*** Selected text Section Begins ***

There were also some nights that she skipped dinner to make things work.
Nonprofits throughout South Florida say the housing crisis has only gotten worse over the past year.
“Without a doubt, the last six months we’ve seen an increased calls for service,” said Sandra Veszi Einhorn with the NonProfit Executive Alliance of Broward. “And it’s been unlike anything we have ever seen before.”
According to Einhorn, the 211 hotline for Broward County, a community and crisis helpline, has seen a sharp uptick in calls related to people needing housing assistance and shelter. In February, there were 1800 calls, an increase of 300 from February of 2021, a 20% increase. And in May of 2022, there were 2,700 calls, up from the 1,600 calls last May, a 68% increase.
Taylor says they have seen a 50% increase in calls for service at their nonprofit, and United Way of Palm Beach County, which helps provide funding to nonprofits, also reported a growing problem.
“This crisis is really affecting everyone,” said Shayene Weatherspoon, Director of Community Impact at United Way of Palm Beach County. “We didn’t really see this before, but now the working class population isn’t earning enough to afford the rent increases.”
Military veteran Bruno Cruz, a cruise ship contractor, moved down to South Florida to be closer to his work and because he was priced out of the one-bedroom apartment he was renting in Melbourne.

*** Selected text Section Ends ***

Activity 1:
Decide whether each statement agrees with the passage on South Florida's housing crisis: (a) Broward County's 211 hotline received 1800 calls in February. (b) Calls in May of 2022 rose by 20% over the previous May. (c) Shayene Weatherspoon works with the NonProfit Executive Alliance of Broward. For each, answer yes or no and quote the words of the passage that settle it.
Activity 2:
Carry the passage on South Florida's housing crisis forward from its final sentence.

*** Provided records Section Begins ***

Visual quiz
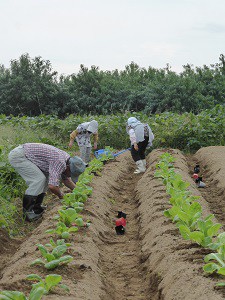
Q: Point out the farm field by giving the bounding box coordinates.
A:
[0,146,225,300]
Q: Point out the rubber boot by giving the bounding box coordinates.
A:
[142,159,147,171]
[23,195,42,222]
[134,160,146,174]
[34,193,47,213]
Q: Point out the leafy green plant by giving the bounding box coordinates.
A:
[179,215,222,248]
[31,244,73,270]
[45,238,71,249]
[0,287,45,300]
[26,274,69,295]
[55,208,83,227]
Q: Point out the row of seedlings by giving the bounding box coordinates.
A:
[155,153,225,286]
[0,151,114,300]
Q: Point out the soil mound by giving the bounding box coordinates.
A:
[0,147,225,300]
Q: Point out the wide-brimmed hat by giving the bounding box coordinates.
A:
[127,117,140,126]
[87,120,98,133]
[69,156,86,182]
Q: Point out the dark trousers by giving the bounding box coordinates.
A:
[131,136,149,162]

*** Provided records Section Ends ***

Exercise answer 1:
(a) Yes: "In February, there were 1800 calls"
(b) No: "up from the 1,600 calls last May, a 68% increase"
(c) No: "Director of Community Impact at United Way of Palm Beach County"

Exercise answer 2:
His apartment complex raised his rent by $200 a month to around $1,450, far outside what he could afford.
“I had rented there for three years and when I first moved in it had been $1,100,” said 41-year-old Cruz. “How are you supposed to pay for these one-bedroom apartments now unless you have two or three jobs?”
So he packed his things and moved down to South Florida six months ago to try and find something close to work.
But the search to find a decent, safe place to live in South Florida was even harder. Most one-bedroom apartments were around $1,700 a month and renting a room in someone’s house cost over $1,000 a month. When his search turned up empty, a friend who lives in Tamarac offered to let him stay with him and rent a room in his house just for the cost of utilities, but it’s still a struggle to make things work.
“Half my life is packed up in storage. I went from a one-bedroom apartment and I had to shrink my life to a room and boxes,” he said. He is still looking for a place to live, and driving Uber to supplement his income.
It’s also growing increasingly difficult for nonprofits to assist people with finding affordable places to live, said Cristina Lucier, vice president of community programs at the Lord’s Place.
“We have campuses where we pay rents for clients,” said Lucier. “Previously, after a year or two, they would be able to save and move into their own place. But even with section 8 and first, last and security [saved up], they still don’t make enough to qualify [for a lease]”
Sometimes the clients will have to stay with them longer, or they work to place them with a roommate.
For Madison, 11 months after being homeless, her boss found out and helped get her a place in housing owned by the Lord’s Place with a few other women.
“I’m just so grateful to have my own room, to be able to shower everyday and to live in peace,” said Madison.
Are landlords to blame?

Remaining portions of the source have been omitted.